[YOUR TASK]
Write out the material exactly, with the pictures left out.

::: EXERCISE INPUTS

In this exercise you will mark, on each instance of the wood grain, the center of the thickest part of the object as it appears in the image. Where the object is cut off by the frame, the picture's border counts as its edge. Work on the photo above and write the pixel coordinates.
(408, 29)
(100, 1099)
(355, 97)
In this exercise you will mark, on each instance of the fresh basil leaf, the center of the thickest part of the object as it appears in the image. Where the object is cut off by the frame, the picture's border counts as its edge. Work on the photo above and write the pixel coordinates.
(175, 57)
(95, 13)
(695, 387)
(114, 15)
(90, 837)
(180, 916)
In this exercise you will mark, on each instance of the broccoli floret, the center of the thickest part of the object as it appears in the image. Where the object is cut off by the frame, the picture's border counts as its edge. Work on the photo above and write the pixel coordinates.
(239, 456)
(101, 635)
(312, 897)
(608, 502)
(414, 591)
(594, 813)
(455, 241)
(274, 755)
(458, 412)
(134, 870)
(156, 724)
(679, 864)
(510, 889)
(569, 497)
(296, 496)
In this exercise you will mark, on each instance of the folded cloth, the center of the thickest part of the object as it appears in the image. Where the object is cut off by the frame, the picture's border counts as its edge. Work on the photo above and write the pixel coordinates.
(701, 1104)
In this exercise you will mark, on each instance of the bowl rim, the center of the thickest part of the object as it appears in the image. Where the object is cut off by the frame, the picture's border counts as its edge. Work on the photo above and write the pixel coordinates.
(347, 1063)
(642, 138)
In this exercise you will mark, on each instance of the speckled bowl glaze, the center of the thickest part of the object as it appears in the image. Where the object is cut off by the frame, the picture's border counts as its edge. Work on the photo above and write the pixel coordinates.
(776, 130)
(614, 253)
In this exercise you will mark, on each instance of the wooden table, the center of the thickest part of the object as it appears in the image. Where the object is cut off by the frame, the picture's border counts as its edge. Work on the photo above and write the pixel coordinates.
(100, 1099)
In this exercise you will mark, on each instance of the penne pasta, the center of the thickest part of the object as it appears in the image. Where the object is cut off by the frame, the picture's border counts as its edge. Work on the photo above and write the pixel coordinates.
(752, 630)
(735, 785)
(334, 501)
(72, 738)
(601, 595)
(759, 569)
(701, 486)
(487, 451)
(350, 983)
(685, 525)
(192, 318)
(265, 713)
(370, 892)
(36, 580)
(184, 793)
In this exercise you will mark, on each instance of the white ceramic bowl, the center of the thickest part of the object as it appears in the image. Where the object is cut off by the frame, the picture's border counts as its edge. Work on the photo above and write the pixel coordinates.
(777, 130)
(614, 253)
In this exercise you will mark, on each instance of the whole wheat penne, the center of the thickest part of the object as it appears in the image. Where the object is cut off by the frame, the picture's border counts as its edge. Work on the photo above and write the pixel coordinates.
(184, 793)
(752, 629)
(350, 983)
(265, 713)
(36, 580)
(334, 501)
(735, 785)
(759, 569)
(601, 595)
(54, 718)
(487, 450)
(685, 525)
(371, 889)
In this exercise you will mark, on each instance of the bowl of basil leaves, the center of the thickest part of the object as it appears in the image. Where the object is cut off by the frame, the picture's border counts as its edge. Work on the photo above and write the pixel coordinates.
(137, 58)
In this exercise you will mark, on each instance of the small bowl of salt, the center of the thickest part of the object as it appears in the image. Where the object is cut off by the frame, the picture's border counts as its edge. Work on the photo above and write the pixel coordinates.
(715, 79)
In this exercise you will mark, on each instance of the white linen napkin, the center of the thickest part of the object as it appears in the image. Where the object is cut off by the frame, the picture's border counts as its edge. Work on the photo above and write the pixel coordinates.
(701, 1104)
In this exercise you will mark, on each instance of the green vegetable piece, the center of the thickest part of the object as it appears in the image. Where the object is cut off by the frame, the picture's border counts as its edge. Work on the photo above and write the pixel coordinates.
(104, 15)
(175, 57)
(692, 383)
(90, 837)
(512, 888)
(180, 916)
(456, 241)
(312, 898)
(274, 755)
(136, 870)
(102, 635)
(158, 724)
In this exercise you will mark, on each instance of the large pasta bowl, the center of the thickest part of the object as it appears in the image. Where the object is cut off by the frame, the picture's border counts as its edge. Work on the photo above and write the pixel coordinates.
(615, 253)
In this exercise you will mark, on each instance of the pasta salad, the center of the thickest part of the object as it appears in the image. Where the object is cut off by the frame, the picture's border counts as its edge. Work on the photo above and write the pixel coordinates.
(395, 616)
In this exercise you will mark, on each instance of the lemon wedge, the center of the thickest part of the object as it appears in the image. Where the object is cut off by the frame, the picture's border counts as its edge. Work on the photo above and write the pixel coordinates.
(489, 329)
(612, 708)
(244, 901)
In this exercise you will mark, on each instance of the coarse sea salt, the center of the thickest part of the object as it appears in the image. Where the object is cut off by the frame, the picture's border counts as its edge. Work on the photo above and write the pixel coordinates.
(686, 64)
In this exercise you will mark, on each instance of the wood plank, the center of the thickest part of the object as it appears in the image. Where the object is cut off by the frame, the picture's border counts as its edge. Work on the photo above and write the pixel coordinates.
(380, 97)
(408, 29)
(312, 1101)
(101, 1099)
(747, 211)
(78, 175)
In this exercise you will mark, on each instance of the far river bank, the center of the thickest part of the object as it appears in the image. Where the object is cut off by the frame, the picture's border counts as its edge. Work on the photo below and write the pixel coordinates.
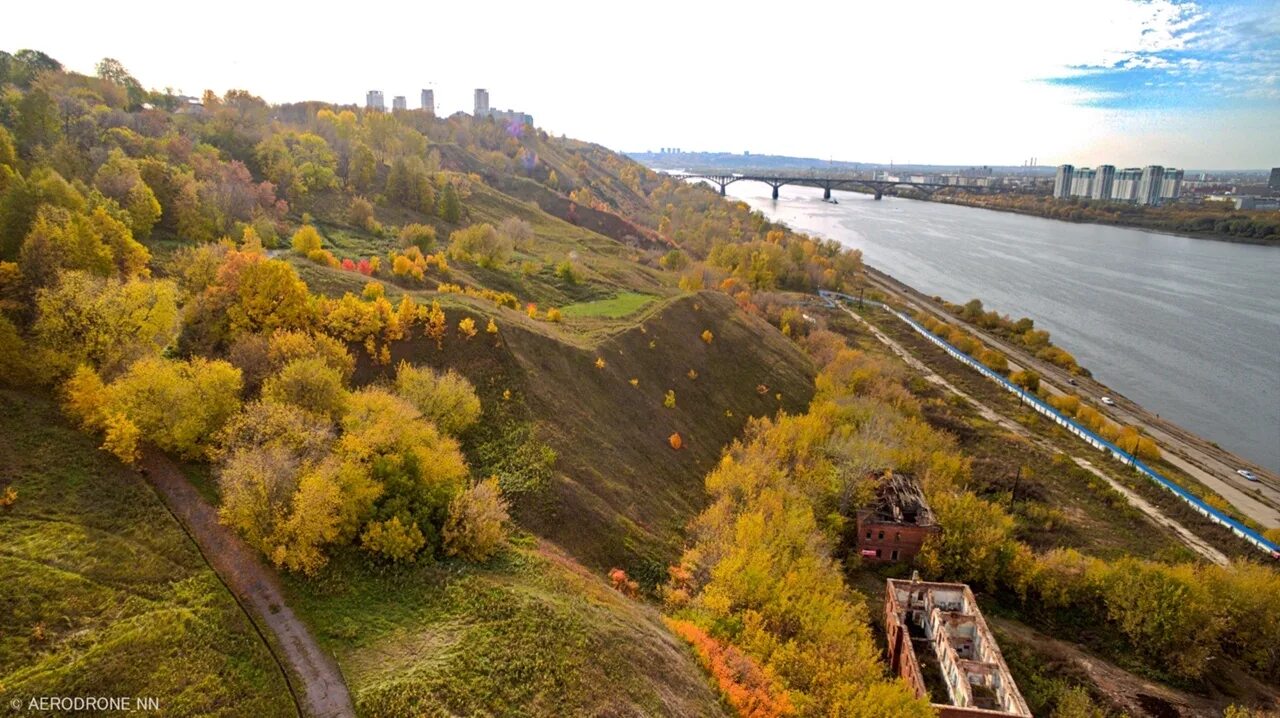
(1188, 329)
(977, 204)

::::::

[EXERCISE ANSWER]
In this exercise you will mark, on each instance of the wood grain, the center of the thickest part of the object as it appears in the image. Where the object is cut off by the frame, the picture's border counts as its edge. Work on the photo above and write the pixel coordinates.
(408, 29)
(100, 1099)
(355, 97)
In this exercise you will mark, on each instance of the fresh basil leaf, the center of the thickest part of the object as it appears in the image. Where the object is cut off by the frame, the picture's border counts as its edge. Work on the photo above and write the pixel coordinates.
(175, 57)
(95, 13)
(695, 387)
(114, 15)
(90, 837)
(180, 916)
In this exercise you will mark, on each instance of the broccoli floret, the center of the thickest part of the object as it appears in the image. Where the object is cut off by the frame, the picture's border counts as its edge. Work on the photo above and write the pixel coordinates.
(239, 456)
(101, 635)
(312, 897)
(608, 502)
(414, 591)
(594, 813)
(455, 241)
(274, 755)
(458, 412)
(134, 870)
(156, 724)
(679, 864)
(510, 889)
(569, 497)
(296, 496)
In this exercise you will mark, on each instance of the folded cloth, the center of the thickest part of the object as it appears in the image. Where the object is cut off by the frame, the picture's border counts as its edge. Work on the photo above and write the pixel coordinates.
(701, 1104)
In this exercise you will mark, on each instance of the bowl rim, the center of the thickest part of the object as it appears in the image. Where the object is cut off by the frame, the picture's border counts as its edge. Work on the photo above and write the pixel coordinates.
(347, 1063)
(642, 138)
In this exercise you will mark, on each instance of the speckled bowl glaze, the center of the thickest part of the object as it appears in the image. Where the object is cut off by the frame, the picture's border counts as its edge. Work on the photo above and write the pixel coordinates.
(776, 130)
(614, 253)
In this exercise you will mark, on each instance of the wooden table, the center of the thickest part of the object as it appears in the image. Where the object is cut off by the frame, the picture's border counts as its edge. Work on the photo above and write the pixel coordinates.
(100, 1099)
In this exercise you will mark, on each instance of the penne pasta, the center of the thickest part of the object as it appears in the image. Where the object is cut off by the frame, the picture's border counts as its edge. Work on the photo above and write the pixel coordinates.
(752, 630)
(735, 785)
(334, 501)
(72, 738)
(601, 595)
(759, 569)
(701, 486)
(487, 451)
(350, 983)
(685, 525)
(192, 318)
(265, 713)
(370, 892)
(36, 580)
(184, 793)
In this exercise you will mark, on each instance of the white ceramic bowl, the center of the thickest part of the object as it appears in the image. Where the object is cut off by the frame, the picture's border counts as its edge. Work on the photo above and write the pixel coordinates.
(777, 130)
(614, 253)
In this exercise you will mark, on each instance of the whole wheat penne, the center of the thickest part of the object as it appears in the image. Where the object is cut off by the frame, the picture's border counts as its edge. Work on the photo above and write the pixel coordinates.
(184, 793)
(752, 629)
(350, 983)
(265, 713)
(36, 580)
(334, 501)
(735, 785)
(759, 569)
(601, 595)
(54, 718)
(487, 450)
(685, 525)
(371, 889)
In this exercise you will mark, on each instance of the bowl of basil leaves, the center of the thickest part of the object as it appears in the image. Where the object is cut off by the frame, the picture's border counts as its edge. Work on the photo above and write the pixel coordinates.
(137, 58)
In this exercise you will mark, on each instance of the small bowl of salt, the center of the thickest part of the object as it appears in the image. Where the object is cut off by the frame, the picture's border counts as its edge. Work on the photo above and write the pixel coordinates.
(715, 79)
In this exercise you will mark, on each instance of the white linen napkin, the center of the thickest part of the object as it appears in the image. Where the object is cut off by the frame, the picture's border counts as its edge. Work on the photo above and write the pixel coordinates.
(701, 1104)
In this exercise you will mark, on each instance of the green vegetable piece, the center of the thickest part of the object as it appears in the image. Where the object is cut off by the frame, the picture's border counts as its edge. Work on the photo above and write the pixel coordinates.
(104, 15)
(175, 57)
(692, 383)
(90, 837)
(512, 888)
(180, 916)
(456, 241)
(312, 898)
(274, 755)
(136, 870)
(102, 635)
(158, 724)
In this exercise you will mark, on each instance of the large pasta bowl, the center of the thickest part of the object as it appears in the image. Where the object is cut off by the frame, the picture's border counts as its edge. Work on the photo above and write the pixel coordinates.
(615, 253)
In this exercise you will mark, on each instance of the pasta salad, the center of the thickest part of the object as it appears in the image. Where the object is cut off by the frame, the picture's border counts as its edge. Work on the photo above and write the pixel coordinates.
(395, 616)
In this exercise you will mark, on each instance of the lemon wedge, the center of the thickest part of the object as it appears in the image. Where the object is cut off by the frame, the picture's border counts as its edge. Work on the photo above and write the pixel coordinates.
(489, 329)
(612, 708)
(244, 901)
In this exercise you will mark, on each instance of the coarse sea salt, the center of the thickest part of the object as it appears in the image. Where the object is cut off by the frame, the picture's border counts as its edge. Work on the photo above and write the pixel coordinates.
(686, 64)
In this exercise you will mark, on each instance of the wood plank, the center of the thickest part of the object as it appears in the image. Where the object is cut off by the frame, the picture's border counts as its edge. Work on the photo above and write the pixel coordinates.
(380, 97)
(408, 29)
(312, 1101)
(101, 1099)
(747, 211)
(78, 175)
In this exercise you will mark, on each instance of the far river bank, the center of the thickest part of the object as it appears in the image. Where the object is cut off by the frame, the picture's border counts as its edge. Work on the photo below and write the pixel coordinates.
(1188, 329)
(977, 204)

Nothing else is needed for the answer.